— Set exercise —
Repeat, line for line, the entries printed below.
[BEGIN Given records]
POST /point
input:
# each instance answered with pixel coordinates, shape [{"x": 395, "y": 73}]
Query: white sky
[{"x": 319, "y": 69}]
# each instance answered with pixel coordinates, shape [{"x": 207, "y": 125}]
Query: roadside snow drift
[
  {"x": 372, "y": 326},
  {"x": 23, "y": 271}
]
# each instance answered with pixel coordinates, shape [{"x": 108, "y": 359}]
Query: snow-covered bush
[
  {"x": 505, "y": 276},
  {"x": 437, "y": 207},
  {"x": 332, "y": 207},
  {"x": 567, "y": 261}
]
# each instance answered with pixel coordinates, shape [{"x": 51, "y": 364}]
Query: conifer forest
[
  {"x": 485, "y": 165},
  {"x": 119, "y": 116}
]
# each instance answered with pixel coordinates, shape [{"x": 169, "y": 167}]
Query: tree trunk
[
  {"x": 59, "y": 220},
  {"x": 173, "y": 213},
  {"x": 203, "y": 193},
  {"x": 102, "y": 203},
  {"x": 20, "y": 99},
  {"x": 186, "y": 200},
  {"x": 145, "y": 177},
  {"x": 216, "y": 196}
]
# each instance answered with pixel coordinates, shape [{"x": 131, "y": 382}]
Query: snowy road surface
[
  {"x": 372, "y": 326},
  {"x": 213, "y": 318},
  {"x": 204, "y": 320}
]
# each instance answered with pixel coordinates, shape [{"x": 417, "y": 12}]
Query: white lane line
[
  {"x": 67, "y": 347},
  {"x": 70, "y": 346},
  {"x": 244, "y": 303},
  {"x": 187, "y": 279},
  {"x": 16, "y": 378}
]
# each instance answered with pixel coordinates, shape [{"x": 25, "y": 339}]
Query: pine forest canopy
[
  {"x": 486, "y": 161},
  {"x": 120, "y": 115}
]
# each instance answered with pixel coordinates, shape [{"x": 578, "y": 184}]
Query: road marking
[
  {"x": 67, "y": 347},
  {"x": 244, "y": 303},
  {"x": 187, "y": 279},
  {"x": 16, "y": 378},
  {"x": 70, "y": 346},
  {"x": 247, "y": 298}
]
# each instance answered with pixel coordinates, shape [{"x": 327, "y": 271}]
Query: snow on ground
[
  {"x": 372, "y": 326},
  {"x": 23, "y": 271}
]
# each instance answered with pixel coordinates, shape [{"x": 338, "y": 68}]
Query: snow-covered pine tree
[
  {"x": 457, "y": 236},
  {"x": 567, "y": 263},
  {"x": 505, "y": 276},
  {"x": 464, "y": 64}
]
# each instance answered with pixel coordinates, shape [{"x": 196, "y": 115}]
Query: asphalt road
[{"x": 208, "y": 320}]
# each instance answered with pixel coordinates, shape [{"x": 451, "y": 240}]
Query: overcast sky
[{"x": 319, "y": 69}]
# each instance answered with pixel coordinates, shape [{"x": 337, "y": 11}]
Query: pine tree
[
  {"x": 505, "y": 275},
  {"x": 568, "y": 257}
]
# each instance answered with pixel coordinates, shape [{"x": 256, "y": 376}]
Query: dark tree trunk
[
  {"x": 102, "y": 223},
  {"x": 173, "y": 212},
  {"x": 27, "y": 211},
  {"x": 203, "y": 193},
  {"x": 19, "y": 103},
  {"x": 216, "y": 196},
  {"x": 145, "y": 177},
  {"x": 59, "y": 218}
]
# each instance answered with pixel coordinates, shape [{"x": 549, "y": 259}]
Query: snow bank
[END Given records]
— Response for this exercise —
POST /point
input:
# each instance answered with pixel coordinates, shape [{"x": 395, "y": 73}]
Query: white sky
[{"x": 319, "y": 69}]
# each instance answered with pixel coordinates, shape [{"x": 207, "y": 125}]
Query: roadside snow drift
[
  {"x": 372, "y": 326},
  {"x": 23, "y": 271}
]
# each instance answered with pixel coordinates, shape [{"x": 108, "y": 359}]
Query: snow-covered bush
[
  {"x": 505, "y": 276},
  {"x": 437, "y": 207},
  {"x": 332, "y": 207},
  {"x": 567, "y": 261}
]
# each instance answered with pixel coordinates, shape [{"x": 51, "y": 364}]
Query: conifer forest
[
  {"x": 485, "y": 165},
  {"x": 119, "y": 116}
]
# each instance answered with pixel coordinates, shape [{"x": 169, "y": 167}]
Query: tree trunk
[
  {"x": 59, "y": 220},
  {"x": 173, "y": 213},
  {"x": 203, "y": 193},
  {"x": 102, "y": 203},
  {"x": 20, "y": 99},
  {"x": 186, "y": 200},
  {"x": 145, "y": 177},
  {"x": 216, "y": 196}
]
# each instance answered with pixel coordinates, shape [{"x": 131, "y": 382}]
Query: snowy road surface
[
  {"x": 372, "y": 326},
  {"x": 213, "y": 318},
  {"x": 204, "y": 320}
]
# each instance answered with pixel coordinates, shape [{"x": 417, "y": 12}]
Query: white lane line
[
  {"x": 67, "y": 347},
  {"x": 70, "y": 346},
  {"x": 244, "y": 303},
  {"x": 187, "y": 279},
  {"x": 16, "y": 378}
]
# each instance answered with pixel coordinates, shape [{"x": 25, "y": 339}]
Query: pine forest canopy
[
  {"x": 486, "y": 161},
  {"x": 120, "y": 115}
]
# each instance answered with pixel coordinates, shape [{"x": 578, "y": 184}]
Query: road marking
[
  {"x": 67, "y": 347},
  {"x": 244, "y": 303},
  {"x": 187, "y": 279},
  {"x": 16, "y": 378},
  {"x": 70, "y": 346},
  {"x": 247, "y": 298}
]
# each instance answered with pixel coordinates, shape [{"x": 327, "y": 271}]
Query: snow on ground
[
  {"x": 372, "y": 326},
  {"x": 23, "y": 271}
]
# each instance answered with pixel coordinates, shape [{"x": 338, "y": 68}]
Query: snow-covered pine tree
[
  {"x": 457, "y": 236},
  {"x": 567, "y": 263},
  {"x": 505, "y": 276},
  {"x": 464, "y": 64}
]
# each instance answered with pixel coordinates, shape [{"x": 196, "y": 115}]
Query: asphalt road
[{"x": 208, "y": 320}]
# each instance answered with pixel coordinates, shape [{"x": 451, "y": 240}]
Query: overcast sky
[{"x": 319, "y": 69}]
# each instance answered with pixel coordinates, shape [{"x": 337, "y": 11}]
Query: pine tree
[
  {"x": 505, "y": 275},
  {"x": 568, "y": 257}
]
# each instance answered with pixel coordinates, shape [{"x": 256, "y": 376}]
Query: dark tree trunk
[
  {"x": 102, "y": 223},
  {"x": 173, "y": 212},
  {"x": 27, "y": 211},
  {"x": 203, "y": 193},
  {"x": 19, "y": 103},
  {"x": 216, "y": 196},
  {"x": 145, "y": 177},
  {"x": 59, "y": 218}
]
# each instance answered with pixel coordinates, shape [{"x": 549, "y": 259}]
Query: snow bank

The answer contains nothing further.